* **CONSIGNE 1**:
Relevez chaque ligne des enregistrements qui contient le mot « roof ».

* **TEXTE FOURNI**:
-*-*-

C’était là la vie des représentants à Mazas. Du reste, étant au secret, pas un livre, pas une feuille de papier, pas une plume, pas même la promenade d’une heure dans le préau.

Les voleurs aussi, on vient de le voir, vont à Mazas. Mais à ceux qui savent un métier, on permet de travailler ; à ceux qui savent lire, on passe des livres ; à ceux qui savent écrire, on accorde une écritoire et du papier ; à tous on laisse l’heure de promenade exigée par l’hygiène et autorisée par le règlement.

Aux représentants, rien. L’isolement, la claustration, le mutisme, l’obscurité, le froid, « la quantité d’ennui qui rend fou », comme a dit Linguet parlant de la Bastille.

Être assis, jambes et bras croisés, sur une chaise toute la journée ! telle était la situation.

Mais le lit ? On pouvait se coucher ?

Non.

Il n’y avait pas de lit.

À huit heures du soir, le guichetier entrait dans la cellule, atteignait et déplaçait quelque chose qui était roulé sur une planche près du plafond. Ce quelque chose était un hamac.

Le hamac fixé, accroché et tendu, le guichetier souhaitait au prisonnier le bonsoir.

Il y avait sur le hamac une couverture de laine, quelquefois un matelas de deux pouces d’épaisseur. Le prisonnier, enveloppé dans cette couverture, essayait de dormit et ne parvenait qu’à grelotter.

Mais, le lendemain, il pouvait du moins rester couché toute la journée sur son hamac ?

Point.

A sept heures du matin, le guichetier rentrait, souhaitait le bonjour au représentant, le faisait lever, et roulait le hamac dans sa niche près du plafond.

Mais, en ce cas, il fallait ressaisir le hamac d’autorité, le dérouler, le raccrocher et s’y recoucher.

Fort bien. Le cachot.

Cela était ainsi. Le hamac pour la nuit, la chaise pour le jour.

-*-*-

* **JEU D'ENREGISTREMENTS**:

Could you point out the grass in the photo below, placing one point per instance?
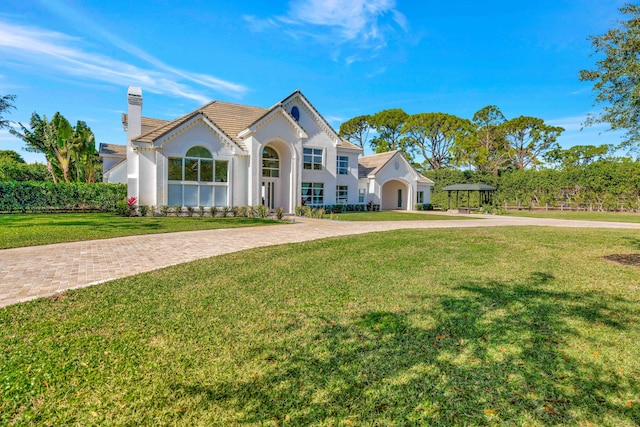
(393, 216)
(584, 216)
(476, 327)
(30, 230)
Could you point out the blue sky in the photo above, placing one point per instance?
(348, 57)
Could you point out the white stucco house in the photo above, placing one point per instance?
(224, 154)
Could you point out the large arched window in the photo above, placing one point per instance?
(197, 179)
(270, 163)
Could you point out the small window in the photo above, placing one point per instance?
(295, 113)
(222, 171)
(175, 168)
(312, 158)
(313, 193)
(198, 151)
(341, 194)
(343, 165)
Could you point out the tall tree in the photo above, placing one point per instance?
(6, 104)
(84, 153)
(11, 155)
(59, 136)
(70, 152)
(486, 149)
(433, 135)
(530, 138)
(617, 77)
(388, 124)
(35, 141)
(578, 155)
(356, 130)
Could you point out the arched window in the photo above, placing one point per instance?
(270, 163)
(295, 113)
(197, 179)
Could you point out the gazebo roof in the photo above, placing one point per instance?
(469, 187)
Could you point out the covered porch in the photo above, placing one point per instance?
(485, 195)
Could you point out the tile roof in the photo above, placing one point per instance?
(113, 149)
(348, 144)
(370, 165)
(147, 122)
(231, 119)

-*-*-

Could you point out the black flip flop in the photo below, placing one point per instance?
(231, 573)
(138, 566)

-*-*-

* **CONSIGNE 2**:
Selon le texte sur la prison de Mazas, à quelle heure le guichetier venait-il faire lever le représentant et rouler le hamac ?

* **SOLUTION RÉDIGÉE 1**:
Could you point out the gazebo roof in the photo above, placing one point per instance?
Could you point out the tile roof in the photo above, placing one point per instance?

* **SOLUTION RÉDIGÉE 2**:
À sept heures du matin.